• **The request**:
Repeat the lines of the material that begin with the line containing "Pinpoint small island." and end with the line containing "122 114 370 205", both included.

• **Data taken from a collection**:
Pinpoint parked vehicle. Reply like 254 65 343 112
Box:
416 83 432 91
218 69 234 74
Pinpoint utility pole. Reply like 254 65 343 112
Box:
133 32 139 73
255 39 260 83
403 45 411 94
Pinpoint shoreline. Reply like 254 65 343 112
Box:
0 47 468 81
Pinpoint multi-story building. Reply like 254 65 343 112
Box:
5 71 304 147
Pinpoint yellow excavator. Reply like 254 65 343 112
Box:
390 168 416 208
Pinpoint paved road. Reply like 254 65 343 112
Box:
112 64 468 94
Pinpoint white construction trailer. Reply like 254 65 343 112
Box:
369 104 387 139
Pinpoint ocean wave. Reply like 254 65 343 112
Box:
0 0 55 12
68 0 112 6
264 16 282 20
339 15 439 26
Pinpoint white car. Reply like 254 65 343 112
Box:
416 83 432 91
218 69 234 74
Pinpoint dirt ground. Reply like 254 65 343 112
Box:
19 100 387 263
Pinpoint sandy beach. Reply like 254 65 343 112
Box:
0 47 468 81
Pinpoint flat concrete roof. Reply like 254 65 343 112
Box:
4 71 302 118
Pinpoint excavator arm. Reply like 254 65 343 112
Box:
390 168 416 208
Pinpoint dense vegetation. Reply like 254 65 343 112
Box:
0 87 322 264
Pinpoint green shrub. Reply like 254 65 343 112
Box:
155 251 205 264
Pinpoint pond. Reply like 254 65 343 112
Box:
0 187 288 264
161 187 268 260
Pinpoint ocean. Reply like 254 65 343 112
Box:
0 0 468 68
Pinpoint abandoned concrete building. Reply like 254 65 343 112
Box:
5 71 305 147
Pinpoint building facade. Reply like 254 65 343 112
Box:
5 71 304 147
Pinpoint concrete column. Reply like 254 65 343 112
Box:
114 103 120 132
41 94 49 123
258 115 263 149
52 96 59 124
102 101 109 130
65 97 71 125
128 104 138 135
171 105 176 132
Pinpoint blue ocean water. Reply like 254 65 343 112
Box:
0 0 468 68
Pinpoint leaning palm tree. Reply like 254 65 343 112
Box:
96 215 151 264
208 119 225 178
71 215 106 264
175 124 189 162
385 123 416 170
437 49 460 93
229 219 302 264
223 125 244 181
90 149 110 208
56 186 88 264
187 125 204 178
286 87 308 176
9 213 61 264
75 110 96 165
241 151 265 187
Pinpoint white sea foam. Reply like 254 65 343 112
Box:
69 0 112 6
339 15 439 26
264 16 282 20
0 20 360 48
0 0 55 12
==
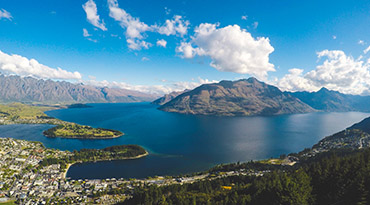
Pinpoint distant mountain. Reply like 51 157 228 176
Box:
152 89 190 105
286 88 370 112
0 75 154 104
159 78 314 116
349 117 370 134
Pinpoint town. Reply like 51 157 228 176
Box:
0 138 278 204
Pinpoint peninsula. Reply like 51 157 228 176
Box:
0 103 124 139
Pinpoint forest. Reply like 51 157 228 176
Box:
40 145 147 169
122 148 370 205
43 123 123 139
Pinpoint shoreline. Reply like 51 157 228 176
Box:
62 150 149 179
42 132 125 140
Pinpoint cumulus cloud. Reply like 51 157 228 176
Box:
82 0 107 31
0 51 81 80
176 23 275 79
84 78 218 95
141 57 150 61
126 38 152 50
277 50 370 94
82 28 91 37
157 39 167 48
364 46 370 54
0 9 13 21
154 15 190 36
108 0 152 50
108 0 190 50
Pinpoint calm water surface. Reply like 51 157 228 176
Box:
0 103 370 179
==
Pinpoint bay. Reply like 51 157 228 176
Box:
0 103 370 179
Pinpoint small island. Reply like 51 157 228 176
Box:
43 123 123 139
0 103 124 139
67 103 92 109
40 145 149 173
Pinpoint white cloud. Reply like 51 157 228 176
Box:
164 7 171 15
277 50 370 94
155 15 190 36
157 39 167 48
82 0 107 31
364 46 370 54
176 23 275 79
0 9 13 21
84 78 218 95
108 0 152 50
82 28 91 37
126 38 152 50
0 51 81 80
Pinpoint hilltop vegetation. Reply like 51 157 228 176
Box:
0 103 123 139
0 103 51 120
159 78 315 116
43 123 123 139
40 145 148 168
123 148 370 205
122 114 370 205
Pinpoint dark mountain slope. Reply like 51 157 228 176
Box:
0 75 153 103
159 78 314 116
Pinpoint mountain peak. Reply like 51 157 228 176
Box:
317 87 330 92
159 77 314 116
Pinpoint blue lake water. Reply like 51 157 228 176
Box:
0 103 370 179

• **Answer**:
Pinpoint small island. Reply like 51 157 228 176
Box:
43 123 123 139
0 103 124 139
67 103 92 109
40 145 149 173
Pinpoint white cloud. Reply like 51 157 228 176
Box:
164 7 171 15
277 50 370 94
155 15 190 36
157 39 167 48
82 0 107 31
364 46 370 54
176 23 275 79
0 9 13 21
84 78 218 95
108 0 152 50
82 28 91 37
126 38 152 50
0 51 81 80
Pinpoint hilltop vegetation. Reply like 51 157 228 176
Box:
0 103 123 139
0 103 51 120
159 78 315 116
43 123 123 139
40 145 148 168
123 148 370 205
122 114 370 205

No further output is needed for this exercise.